***** Data extracts

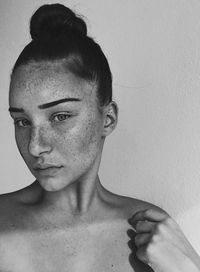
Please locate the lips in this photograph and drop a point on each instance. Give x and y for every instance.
(45, 166)
(47, 170)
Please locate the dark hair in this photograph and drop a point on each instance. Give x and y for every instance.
(59, 34)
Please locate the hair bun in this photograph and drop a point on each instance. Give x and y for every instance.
(50, 20)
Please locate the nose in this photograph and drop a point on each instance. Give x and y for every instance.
(39, 143)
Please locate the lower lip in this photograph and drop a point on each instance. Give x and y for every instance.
(50, 171)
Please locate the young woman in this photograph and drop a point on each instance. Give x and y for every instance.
(61, 103)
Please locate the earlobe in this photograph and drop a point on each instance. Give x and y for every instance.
(110, 118)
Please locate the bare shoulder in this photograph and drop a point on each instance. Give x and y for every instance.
(12, 210)
(128, 206)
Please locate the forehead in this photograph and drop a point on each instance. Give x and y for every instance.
(48, 81)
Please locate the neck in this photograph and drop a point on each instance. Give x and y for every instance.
(79, 197)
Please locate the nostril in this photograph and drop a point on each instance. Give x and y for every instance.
(38, 145)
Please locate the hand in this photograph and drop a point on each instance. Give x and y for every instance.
(161, 244)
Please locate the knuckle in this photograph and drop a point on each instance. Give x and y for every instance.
(138, 225)
(168, 221)
(160, 228)
(141, 255)
(150, 249)
(155, 239)
(137, 240)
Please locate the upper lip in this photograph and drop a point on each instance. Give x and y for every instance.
(45, 166)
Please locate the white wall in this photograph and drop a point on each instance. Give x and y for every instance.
(154, 51)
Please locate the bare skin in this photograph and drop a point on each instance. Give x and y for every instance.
(38, 237)
(66, 220)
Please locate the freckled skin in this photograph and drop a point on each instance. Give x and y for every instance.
(74, 143)
(66, 220)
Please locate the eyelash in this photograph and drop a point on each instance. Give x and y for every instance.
(52, 119)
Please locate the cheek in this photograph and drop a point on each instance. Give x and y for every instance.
(21, 139)
(82, 139)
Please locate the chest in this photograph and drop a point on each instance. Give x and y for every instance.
(95, 249)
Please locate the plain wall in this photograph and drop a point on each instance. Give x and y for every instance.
(153, 48)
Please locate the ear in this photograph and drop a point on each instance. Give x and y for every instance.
(110, 118)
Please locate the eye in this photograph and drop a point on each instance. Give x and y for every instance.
(22, 122)
(59, 117)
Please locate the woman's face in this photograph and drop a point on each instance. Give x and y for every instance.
(58, 126)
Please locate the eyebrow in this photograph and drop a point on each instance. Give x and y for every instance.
(47, 105)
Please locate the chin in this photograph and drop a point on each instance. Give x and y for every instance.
(52, 184)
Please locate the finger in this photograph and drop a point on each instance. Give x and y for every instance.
(149, 214)
(144, 226)
(142, 254)
(142, 239)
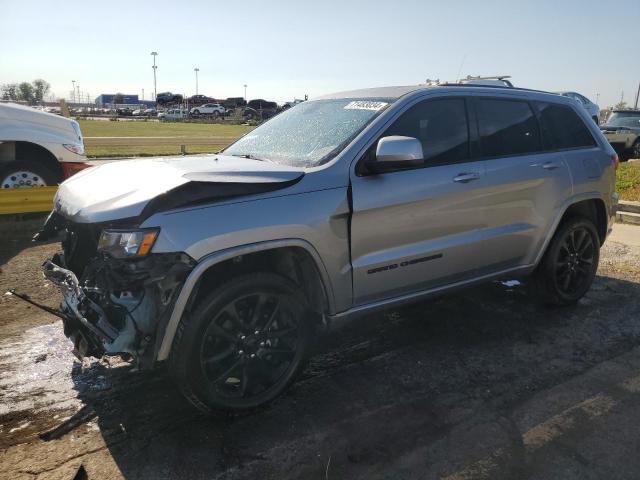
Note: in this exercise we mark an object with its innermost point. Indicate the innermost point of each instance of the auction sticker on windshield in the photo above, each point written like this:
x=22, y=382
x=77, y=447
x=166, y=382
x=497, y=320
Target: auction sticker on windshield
x=365, y=105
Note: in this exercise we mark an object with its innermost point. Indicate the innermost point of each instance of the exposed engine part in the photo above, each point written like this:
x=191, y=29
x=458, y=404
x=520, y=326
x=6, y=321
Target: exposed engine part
x=114, y=306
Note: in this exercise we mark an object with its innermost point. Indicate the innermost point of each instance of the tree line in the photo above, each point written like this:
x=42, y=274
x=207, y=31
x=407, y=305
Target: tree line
x=31, y=92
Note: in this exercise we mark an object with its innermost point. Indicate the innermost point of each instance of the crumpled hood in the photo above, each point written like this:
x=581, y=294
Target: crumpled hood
x=122, y=189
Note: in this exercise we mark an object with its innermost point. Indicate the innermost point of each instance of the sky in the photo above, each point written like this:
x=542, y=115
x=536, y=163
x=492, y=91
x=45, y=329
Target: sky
x=285, y=49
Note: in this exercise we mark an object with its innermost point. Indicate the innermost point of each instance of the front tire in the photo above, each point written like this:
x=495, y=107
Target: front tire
x=635, y=150
x=569, y=265
x=243, y=345
x=26, y=174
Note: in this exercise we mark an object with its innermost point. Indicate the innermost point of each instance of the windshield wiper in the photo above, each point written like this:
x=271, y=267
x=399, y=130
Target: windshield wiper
x=250, y=157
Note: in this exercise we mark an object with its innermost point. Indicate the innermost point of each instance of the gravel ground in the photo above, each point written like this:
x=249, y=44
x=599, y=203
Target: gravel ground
x=480, y=384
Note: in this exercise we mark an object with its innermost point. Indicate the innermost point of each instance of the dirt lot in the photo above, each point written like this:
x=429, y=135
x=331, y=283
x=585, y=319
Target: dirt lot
x=483, y=384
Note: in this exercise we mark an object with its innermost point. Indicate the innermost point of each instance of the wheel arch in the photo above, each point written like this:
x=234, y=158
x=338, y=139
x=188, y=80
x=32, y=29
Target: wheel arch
x=16, y=150
x=296, y=259
x=589, y=205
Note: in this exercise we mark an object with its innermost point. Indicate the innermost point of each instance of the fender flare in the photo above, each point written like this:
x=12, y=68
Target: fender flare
x=581, y=197
x=214, y=258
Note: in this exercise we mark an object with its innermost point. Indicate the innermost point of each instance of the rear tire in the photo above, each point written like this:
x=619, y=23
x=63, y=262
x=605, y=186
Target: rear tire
x=26, y=174
x=569, y=265
x=243, y=345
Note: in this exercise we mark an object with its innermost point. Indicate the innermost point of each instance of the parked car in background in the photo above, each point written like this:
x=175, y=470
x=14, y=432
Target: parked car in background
x=168, y=97
x=200, y=100
x=592, y=109
x=37, y=148
x=622, y=129
x=214, y=109
x=233, y=102
x=223, y=267
x=260, y=104
x=173, y=114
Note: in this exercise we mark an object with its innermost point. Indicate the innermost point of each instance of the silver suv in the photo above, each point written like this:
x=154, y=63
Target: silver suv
x=226, y=266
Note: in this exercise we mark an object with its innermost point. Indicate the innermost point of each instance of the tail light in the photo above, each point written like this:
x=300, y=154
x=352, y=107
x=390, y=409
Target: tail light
x=71, y=168
x=615, y=160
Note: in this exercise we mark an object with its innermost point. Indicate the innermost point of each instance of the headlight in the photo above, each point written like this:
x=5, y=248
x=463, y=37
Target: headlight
x=127, y=243
x=75, y=148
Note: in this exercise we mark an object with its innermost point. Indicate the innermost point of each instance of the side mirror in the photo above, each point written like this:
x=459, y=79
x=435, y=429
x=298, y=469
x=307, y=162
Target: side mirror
x=395, y=153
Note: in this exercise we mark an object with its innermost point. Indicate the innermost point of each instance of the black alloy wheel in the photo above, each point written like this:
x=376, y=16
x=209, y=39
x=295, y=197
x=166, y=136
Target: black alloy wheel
x=244, y=344
x=570, y=263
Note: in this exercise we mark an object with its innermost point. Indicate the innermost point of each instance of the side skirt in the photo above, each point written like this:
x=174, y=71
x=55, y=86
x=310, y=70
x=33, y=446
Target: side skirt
x=339, y=319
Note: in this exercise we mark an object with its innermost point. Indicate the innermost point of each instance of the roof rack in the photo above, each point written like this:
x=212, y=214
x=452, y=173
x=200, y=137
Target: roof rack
x=479, y=80
x=498, y=81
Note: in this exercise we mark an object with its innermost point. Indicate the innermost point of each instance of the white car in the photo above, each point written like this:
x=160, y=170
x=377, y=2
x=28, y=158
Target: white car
x=214, y=109
x=173, y=114
x=592, y=109
x=37, y=148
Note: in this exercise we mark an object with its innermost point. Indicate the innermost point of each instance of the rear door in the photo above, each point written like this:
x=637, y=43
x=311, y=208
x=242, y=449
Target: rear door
x=526, y=185
x=419, y=228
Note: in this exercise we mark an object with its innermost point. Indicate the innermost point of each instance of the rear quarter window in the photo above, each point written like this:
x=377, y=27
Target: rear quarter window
x=507, y=127
x=563, y=128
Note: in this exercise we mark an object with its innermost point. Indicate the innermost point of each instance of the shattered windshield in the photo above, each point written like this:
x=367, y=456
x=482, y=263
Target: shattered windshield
x=310, y=133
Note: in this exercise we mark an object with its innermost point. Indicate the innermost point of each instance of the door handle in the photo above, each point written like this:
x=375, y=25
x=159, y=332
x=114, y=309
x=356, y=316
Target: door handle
x=550, y=165
x=466, y=177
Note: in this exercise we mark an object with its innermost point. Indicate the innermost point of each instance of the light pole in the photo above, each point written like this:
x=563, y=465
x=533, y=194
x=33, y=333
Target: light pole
x=155, y=93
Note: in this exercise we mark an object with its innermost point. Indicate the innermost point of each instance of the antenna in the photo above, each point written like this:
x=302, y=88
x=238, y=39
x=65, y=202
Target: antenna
x=464, y=57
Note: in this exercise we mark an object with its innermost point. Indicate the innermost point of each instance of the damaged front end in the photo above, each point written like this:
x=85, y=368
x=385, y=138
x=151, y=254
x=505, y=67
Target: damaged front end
x=117, y=297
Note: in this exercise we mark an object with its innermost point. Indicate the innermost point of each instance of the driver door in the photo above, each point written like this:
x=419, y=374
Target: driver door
x=416, y=229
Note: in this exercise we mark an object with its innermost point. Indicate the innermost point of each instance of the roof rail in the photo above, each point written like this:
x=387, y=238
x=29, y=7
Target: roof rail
x=479, y=79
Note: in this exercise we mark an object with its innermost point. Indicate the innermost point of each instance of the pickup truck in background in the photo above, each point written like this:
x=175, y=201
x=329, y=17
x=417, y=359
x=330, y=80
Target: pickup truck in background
x=37, y=148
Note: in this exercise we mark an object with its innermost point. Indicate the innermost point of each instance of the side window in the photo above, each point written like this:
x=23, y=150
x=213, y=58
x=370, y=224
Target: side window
x=440, y=125
x=507, y=127
x=563, y=128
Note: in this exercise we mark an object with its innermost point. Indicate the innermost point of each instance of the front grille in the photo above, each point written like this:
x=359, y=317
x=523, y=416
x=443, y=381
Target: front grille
x=80, y=246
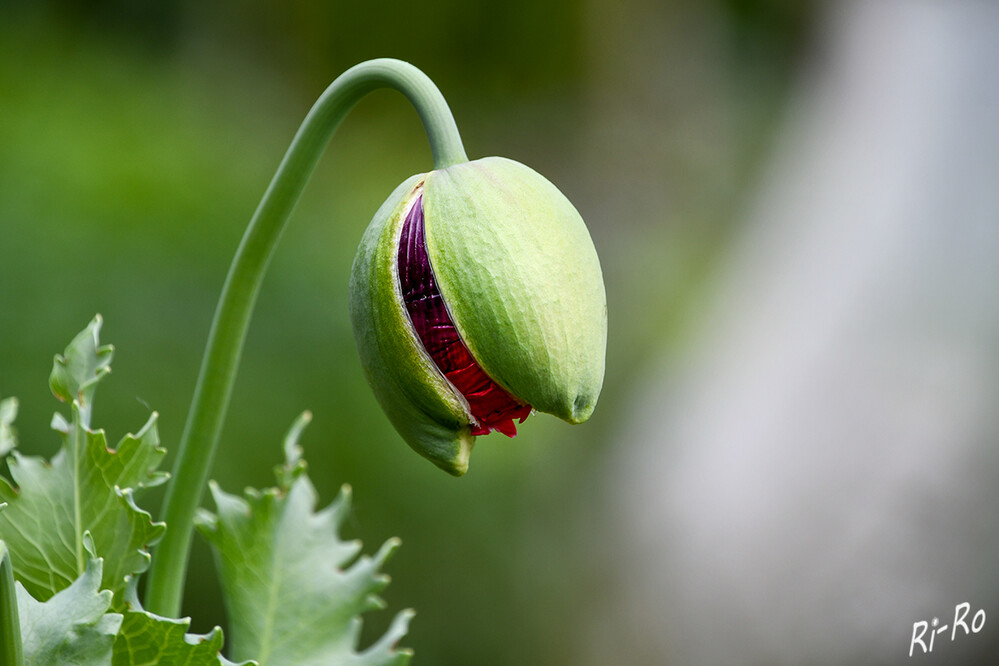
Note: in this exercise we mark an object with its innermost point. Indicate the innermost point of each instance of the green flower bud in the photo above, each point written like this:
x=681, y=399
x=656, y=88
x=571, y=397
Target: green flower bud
x=476, y=296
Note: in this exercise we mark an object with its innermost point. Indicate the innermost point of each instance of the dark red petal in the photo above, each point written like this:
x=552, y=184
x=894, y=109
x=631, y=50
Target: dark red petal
x=491, y=406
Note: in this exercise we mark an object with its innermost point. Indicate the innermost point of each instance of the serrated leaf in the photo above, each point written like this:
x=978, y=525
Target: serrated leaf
x=85, y=487
x=8, y=411
x=293, y=590
x=76, y=372
x=72, y=627
x=146, y=639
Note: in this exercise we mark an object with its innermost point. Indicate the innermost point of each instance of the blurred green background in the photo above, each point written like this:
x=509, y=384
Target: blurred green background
x=136, y=139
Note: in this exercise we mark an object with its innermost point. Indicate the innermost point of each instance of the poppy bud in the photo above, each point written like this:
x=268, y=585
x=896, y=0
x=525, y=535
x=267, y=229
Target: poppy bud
x=477, y=297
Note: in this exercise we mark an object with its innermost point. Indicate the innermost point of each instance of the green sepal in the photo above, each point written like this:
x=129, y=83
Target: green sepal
x=418, y=399
x=516, y=266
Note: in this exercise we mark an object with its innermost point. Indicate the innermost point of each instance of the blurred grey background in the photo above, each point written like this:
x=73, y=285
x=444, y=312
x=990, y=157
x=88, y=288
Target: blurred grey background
x=795, y=205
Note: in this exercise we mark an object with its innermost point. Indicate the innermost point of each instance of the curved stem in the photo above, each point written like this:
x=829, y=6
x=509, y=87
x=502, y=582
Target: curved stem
x=235, y=306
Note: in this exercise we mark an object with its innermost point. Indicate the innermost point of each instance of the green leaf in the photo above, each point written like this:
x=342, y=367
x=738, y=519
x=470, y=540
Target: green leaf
x=73, y=627
x=146, y=638
x=11, y=652
x=293, y=590
x=8, y=411
x=76, y=372
x=86, y=487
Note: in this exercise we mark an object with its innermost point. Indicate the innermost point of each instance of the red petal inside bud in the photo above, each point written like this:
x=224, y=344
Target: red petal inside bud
x=491, y=406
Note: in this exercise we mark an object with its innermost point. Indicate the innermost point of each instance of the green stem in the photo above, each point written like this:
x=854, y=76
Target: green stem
x=235, y=306
x=10, y=626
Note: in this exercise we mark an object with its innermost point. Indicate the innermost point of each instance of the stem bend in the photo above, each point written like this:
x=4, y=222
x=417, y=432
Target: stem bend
x=235, y=307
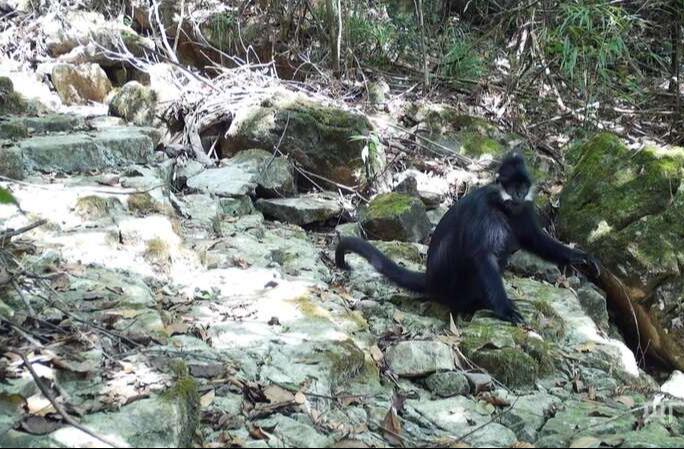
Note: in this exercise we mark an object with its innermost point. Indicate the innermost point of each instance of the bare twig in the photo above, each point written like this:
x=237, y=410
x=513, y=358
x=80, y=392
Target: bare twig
x=8, y=234
x=55, y=403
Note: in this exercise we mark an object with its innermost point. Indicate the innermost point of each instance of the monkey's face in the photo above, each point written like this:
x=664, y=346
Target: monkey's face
x=515, y=184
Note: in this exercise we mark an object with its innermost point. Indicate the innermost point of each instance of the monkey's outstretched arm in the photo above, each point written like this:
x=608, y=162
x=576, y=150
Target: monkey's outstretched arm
x=534, y=239
x=489, y=280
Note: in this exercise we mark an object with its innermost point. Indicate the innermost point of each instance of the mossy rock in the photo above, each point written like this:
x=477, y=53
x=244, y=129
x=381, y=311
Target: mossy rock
x=475, y=137
x=395, y=216
x=134, y=103
x=319, y=137
x=615, y=185
x=627, y=207
x=143, y=204
x=508, y=353
x=11, y=102
x=96, y=207
x=13, y=130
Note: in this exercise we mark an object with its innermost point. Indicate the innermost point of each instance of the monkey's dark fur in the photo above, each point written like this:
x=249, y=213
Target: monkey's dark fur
x=472, y=243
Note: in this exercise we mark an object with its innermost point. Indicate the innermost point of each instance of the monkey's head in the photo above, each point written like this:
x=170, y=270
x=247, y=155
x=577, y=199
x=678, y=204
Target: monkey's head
x=514, y=182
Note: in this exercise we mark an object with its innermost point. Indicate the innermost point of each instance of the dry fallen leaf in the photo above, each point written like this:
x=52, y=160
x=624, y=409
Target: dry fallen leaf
x=207, y=398
x=586, y=442
x=277, y=395
x=39, y=405
x=391, y=427
x=626, y=400
x=300, y=398
x=377, y=354
x=177, y=328
x=39, y=425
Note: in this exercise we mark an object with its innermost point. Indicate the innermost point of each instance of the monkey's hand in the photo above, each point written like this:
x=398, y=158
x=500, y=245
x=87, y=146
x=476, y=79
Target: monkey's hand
x=589, y=262
x=511, y=315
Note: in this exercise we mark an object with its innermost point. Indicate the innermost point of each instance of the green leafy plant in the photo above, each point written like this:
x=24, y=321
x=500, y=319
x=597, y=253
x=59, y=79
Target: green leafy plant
x=6, y=197
x=462, y=62
x=589, y=40
x=371, y=153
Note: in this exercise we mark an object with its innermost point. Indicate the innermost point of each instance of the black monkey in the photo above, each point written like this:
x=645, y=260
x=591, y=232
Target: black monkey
x=472, y=243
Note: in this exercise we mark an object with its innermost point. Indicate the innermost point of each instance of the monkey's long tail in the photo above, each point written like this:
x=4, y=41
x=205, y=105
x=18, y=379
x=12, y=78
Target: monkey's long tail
x=410, y=280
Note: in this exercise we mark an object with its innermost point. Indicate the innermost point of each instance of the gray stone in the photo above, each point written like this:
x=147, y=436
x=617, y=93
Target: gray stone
x=49, y=123
x=348, y=230
x=134, y=103
x=237, y=206
x=275, y=175
x=528, y=414
x=201, y=208
x=528, y=264
x=296, y=432
x=244, y=173
x=436, y=215
x=580, y=418
x=460, y=416
x=231, y=180
x=185, y=171
x=480, y=382
x=594, y=304
x=79, y=84
x=302, y=210
x=395, y=216
x=448, y=383
x=248, y=242
x=419, y=358
x=317, y=136
x=80, y=152
x=12, y=163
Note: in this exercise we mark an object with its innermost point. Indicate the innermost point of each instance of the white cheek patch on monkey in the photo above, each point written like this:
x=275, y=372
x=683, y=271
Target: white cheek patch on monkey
x=504, y=195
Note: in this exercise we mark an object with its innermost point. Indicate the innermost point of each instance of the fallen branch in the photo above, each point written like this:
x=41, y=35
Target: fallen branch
x=8, y=234
x=50, y=397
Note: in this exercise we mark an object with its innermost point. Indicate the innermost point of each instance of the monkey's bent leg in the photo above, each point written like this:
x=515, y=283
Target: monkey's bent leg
x=489, y=280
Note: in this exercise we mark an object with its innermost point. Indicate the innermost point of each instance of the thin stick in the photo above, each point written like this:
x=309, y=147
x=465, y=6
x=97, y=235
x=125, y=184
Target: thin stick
x=50, y=397
x=6, y=235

**********

Exercise prompt: Reprint exactly the lines above that start at the one with "x=576, y=150" and end at the one with "the monkey's dark", keeping both and adding none.

Output of the task:
x=576, y=150
Target: monkey's outstretched arm
x=534, y=239
x=489, y=280
Note: in this exercise we mark an object with its innermost point. Indicate the innermost point of each instance of the mossy rock in the photo above, each point written like this:
x=477, y=53
x=244, y=129
x=381, y=311
Target: mossy rock
x=475, y=137
x=395, y=216
x=134, y=103
x=319, y=137
x=615, y=185
x=627, y=207
x=143, y=204
x=508, y=353
x=11, y=102
x=96, y=207
x=13, y=130
Note: in this exercise we mark an object with its innermost point. Indicate the innermost point of each instance of the monkey's dark fur in the photo above, each point written like this:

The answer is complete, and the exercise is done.